[Begin Dataset rows]
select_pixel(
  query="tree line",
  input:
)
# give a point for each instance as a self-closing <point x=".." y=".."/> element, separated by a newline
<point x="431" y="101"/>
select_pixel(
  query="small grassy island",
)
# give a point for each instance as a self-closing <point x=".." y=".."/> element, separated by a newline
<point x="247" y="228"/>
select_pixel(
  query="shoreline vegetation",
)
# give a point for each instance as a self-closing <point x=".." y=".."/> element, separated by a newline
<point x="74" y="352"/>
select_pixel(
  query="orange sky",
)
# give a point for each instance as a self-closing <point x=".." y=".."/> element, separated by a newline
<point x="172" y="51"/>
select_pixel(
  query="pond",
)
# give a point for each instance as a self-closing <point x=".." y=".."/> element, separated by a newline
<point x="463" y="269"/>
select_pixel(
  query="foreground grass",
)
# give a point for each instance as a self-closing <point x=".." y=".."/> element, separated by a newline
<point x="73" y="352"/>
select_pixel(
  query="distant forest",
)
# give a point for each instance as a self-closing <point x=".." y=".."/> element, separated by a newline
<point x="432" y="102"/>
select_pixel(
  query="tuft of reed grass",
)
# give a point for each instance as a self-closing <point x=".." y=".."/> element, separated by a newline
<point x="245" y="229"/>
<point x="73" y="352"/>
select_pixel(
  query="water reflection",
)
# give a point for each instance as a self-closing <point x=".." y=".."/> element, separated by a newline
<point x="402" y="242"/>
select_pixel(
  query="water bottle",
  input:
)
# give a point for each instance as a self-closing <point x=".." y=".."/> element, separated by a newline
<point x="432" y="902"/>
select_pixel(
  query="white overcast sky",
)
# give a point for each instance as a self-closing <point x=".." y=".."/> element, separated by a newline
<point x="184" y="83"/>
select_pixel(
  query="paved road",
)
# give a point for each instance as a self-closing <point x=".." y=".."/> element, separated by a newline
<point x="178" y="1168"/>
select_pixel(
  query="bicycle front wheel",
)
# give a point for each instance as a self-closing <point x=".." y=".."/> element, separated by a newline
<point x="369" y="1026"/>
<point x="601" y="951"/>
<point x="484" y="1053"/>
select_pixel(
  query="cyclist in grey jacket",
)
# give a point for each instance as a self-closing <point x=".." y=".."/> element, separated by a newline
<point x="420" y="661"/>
[End Dataset rows]
## Exercise brief
Return the material exactly as it stands.

## Complete output
select_pixel(
  query="tree line",
  input:
)
# give a point for each instance as a self-closing <point x=".." y=".."/> element, separated by a newline
<point x="431" y="101"/>
select_pixel(
  query="small grassy island",
)
# give a point for each instance as a self-closing <point x=".." y=".."/> element, separated by a newline
<point x="247" y="228"/>
select_pixel(
  query="shoreline vegetation",
)
# give a point for each instance as a self-closing <point x=".." y=".."/> element, separated by a newline
<point x="74" y="352"/>
select_pixel(
  query="orange sky",
)
# give a point for each instance as a self-closing <point x=".." y=".."/> element, separated by a newline
<point x="172" y="51"/>
select_pixel(
  query="pond",
)
# give a point for each instance as a self-closing <point x=".." y=".."/> element, separated by a newline
<point x="463" y="269"/>
select_pixel(
  query="foreground grass",
)
# give a point for each instance as a self-closing <point x=".." y=".."/> element, separated by a newline
<point x="73" y="352"/>
select_pixel(
  query="distant forest",
)
# give a point for each instance as a self-closing <point x=".." y=".."/> element, separated by a newline
<point x="432" y="102"/>
select_pixel(
  query="tuft of reed grass",
)
# give a point for each instance as a self-closing <point x=".." y=".."/> element, separated by a newline
<point x="245" y="229"/>
<point x="73" y="352"/>
select_pixel(
  query="water reflection",
)
# give a point for each instance as a self-closing <point x=".." y=".."/> element, separated by a newline
<point x="402" y="242"/>
select_pixel(
  query="water bottle",
  input:
)
# give a point for each instance as a self-closing <point x=".." y=".."/> element, separated by a newline
<point x="432" y="902"/>
select_pixel(
  query="white overcast sky",
)
# give a point for each instance as a self-closing <point x=".." y=".."/> element, separated by a newline
<point x="184" y="83"/>
select_pixel(
  query="paved road",
)
# give a point for each instance as a self-closing <point x=".." y=".."/> element, separated by a newline
<point x="178" y="1168"/>
select_pixel(
  query="bicycle front wheel",
)
# give a point for each instance as a self-closing <point x=".." y=".."/> element, separated by a newline
<point x="369" y="1026"/>
<point x="601" y="951"/>
<point x="484" y="1053"/>
select_pixel(
  query="cyclist in grey jacket",
)
# give a point for each instance as a self-closing <point x=".." y=".."/> element, separated by a newline
<point x="420" y="661"/>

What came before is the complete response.